Point-based annotation data:
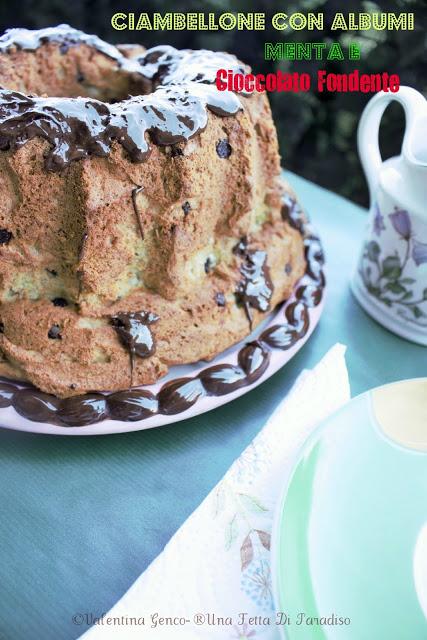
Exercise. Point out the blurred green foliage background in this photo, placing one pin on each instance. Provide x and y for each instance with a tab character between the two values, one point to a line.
317	132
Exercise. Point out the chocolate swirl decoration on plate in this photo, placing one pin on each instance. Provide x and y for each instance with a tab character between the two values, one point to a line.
176	396
175	108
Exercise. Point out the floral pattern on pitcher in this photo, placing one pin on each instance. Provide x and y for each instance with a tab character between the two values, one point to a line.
386	277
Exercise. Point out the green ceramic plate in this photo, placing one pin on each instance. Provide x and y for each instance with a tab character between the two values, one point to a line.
350	541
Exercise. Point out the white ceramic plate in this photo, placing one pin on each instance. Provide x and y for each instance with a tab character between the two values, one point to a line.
277	358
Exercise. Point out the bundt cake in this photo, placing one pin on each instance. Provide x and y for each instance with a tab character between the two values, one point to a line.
141	211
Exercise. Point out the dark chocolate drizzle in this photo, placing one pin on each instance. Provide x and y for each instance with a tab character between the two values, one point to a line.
180	394
135	334
183	91
254	291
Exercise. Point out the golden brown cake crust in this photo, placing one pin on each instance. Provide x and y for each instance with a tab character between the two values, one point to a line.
174	236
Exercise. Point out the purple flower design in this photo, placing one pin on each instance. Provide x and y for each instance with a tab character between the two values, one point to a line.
378	221
401	222
419	252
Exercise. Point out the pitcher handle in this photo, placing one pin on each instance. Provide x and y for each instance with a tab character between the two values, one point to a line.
413	103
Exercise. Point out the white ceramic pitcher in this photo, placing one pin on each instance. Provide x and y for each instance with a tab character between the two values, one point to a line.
391	276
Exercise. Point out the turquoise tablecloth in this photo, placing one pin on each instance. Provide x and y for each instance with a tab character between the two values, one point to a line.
81	518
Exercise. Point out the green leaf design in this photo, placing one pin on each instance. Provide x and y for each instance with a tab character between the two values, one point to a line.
391	268
373	250
251	504
231	532
265	539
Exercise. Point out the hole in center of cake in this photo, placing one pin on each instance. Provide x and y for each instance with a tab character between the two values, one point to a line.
77	73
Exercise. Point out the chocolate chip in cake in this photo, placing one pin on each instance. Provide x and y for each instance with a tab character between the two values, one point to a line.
220	299
55	332
5	236
223	148
60	302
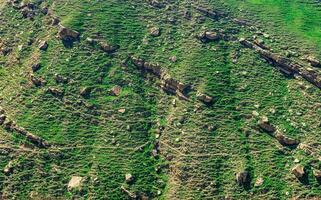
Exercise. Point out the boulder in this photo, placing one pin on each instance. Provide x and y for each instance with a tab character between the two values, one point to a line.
317	174
56	92
116	90
129	178
155	31
313	61
75	182
243	178
68	34
107	47
298	171
43	45
204	98
61	79
265	125
35	67
37	81
85	92
286	141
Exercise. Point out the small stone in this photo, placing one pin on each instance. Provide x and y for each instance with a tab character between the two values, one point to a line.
43	45
75	182
243	178
259	182
116	90
122	110
298	171
129	178
155	31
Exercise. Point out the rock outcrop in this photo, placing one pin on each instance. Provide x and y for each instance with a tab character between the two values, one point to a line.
285	65
168	83
9	125
67	34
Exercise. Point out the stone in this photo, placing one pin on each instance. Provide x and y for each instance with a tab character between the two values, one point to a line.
68	34
313	61
35	67
286	141
259	182
85	92
75	182
298	171
204	98
61	79
265	125
155	31
243	178
317	174
43	45
56	92
107	47
116	90
129	178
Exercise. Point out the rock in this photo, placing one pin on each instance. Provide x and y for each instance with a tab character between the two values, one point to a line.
56	92
43	45
317	174
173	59
2	118
68	34
61	79
298	171
75	182
116	90
243	178
209	36
37	81
313	61
85	92
107	47
129	193
122	110
204	98
129	178
8	168
265	125
35	67
286	141
155	31
259	182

What the task asks ▸
Substitute "Task" for "Exercise" throughout all the items above, reproducing each item and its coordinates otherwise unchanged. Leave out the pictures.

Reply ▸
Task. Point out the blurred green foliage background in this photo, placing one pin on each instance. Provide x and y for each instance with a tab character between the two values, one point to a line.
317	132
Task. Point out the chocolate swirl decoration on plate in this photo, placing one pin on each instance. Provide x and y for each instance with a tab character between the two values, one point to a line.
176	396
175	108
Task. Point out the floral pattern on pitcher in this photo, placing one pin on each instance. Provide x and y for each instance with a tab character between the two values, one point to a line.
386	277
Task. Point out the green ceramic plate in this photo, placing one pin on each instance. Provide x and y for each instance with a tab character between the two values, one point to a line.
350	541
Task. Point out the white ceramic plate in this photo, placing one pin on each instance. Provide x and y for each instance with a tab character between the two values, one point to a line.
277	358
Task. Point out the bundt cake in this photo, placing one pin on each instance. Provide x and y for each instance with a tab character between the two values, one point to a line.
141	211
Task. Point out the dark chocolate drizzle in this photo, placing one pin on each instance. Provide x and y for each instance with a tab character between the two values, one point to a line.
180	394
135	334
183	91
254	291
Task. Point out the golden brown cake crust in this photo, placing one pin on each instance. Provide x and y for each instance with a tab character between the two values, one point to a line.
174	236
Task. Point out the purple flower design in this photo, placing one pin on each instance. Provide x and y for each instance with a tab character between the two values, one point to a line.
378	221
401	222
419	252
Task. Point out the pitcher handle in this photo, placing one pin on each instance. Provide x and y for each instance with a tab character between the two values, one point to a line.
413	103
Task. Point out the white ceramic pitcher in this photo, placing one pin on each instance. Provide x and y for each instance with a tab character between the two values, one point to a line.
391	276
Task. Point out the turquoise tablecloth in this photo, placing one pin on each instance. Provide x and y for each instance with a tab character between the two values, one point to a line.
81	518
Task. Point out the green leaf design in this photo, placing one pin on each instance. Provide x and y for each instance with a tab character between the two values, one point to a line.
391	268
373	250
251	504
231	532
265	539
Task. Point out the hole in center of cake in this photo, placing one pin on each instance. Provide x and y for each instance with a tab character between the two values, one point to a line.
77	73
Task. Point out the chocolate chip in cake in this photo, placing one pin on each instance. Provide x and y for each instance with a tab character between the two values, one point to a line.
220	299
55	332
5	236
223	148
60	302
Task. Point out the boulder in this photo, placing one pin on each instance. Provide x and y for each instance with a tab character between the two values, one point to a line.
317	174
56	92
116	90
129	178
155	31
313	61
75	182
243	178
68	34
107	47
298	171
43	45
204	98
61	79
265	125
35	67
37	81
85	92
286	141
Task. Point out the small stone in this photo, placing one pin on each instance. Provide x and y for each instance with a tab character between the two values, one point to a line.
43	45
75	182
243	178
259	182
116	90
122	110
298	171
129	178
155	31
Task. Point out the rock outcrop in this photo, placing one pin on each instance. Provide x and y for each instance with a tab character between the two values, one point to a line.
285	65
168	83
9	125
67	34
Task. Point out the stone in this photo, placing one pin on each instance. Provide x and y for each instance with a tab character between the two values, one point to a line.
68	34
313	61
35	67
286	141
259	182
85	92
75	182
298	171
204	98
61	79
265	125
155	31
243	178
317	174
43	45
56	92
107	47
116	90
129	178
Task. Point out the rock in this photo, placing one pin on each instance. Provide x and y for each instance with a tab character between the two values, one point to a line.
56	92
43	45
317	174
173	59
2	118
68	34
61	79
298	171
75	182
116	90
243	178
209	36
37	81
313	61
85	92
107	47
129	193
122	110
204	98
129	178
8	168
265	125
35	67
286	141
155	31
259	182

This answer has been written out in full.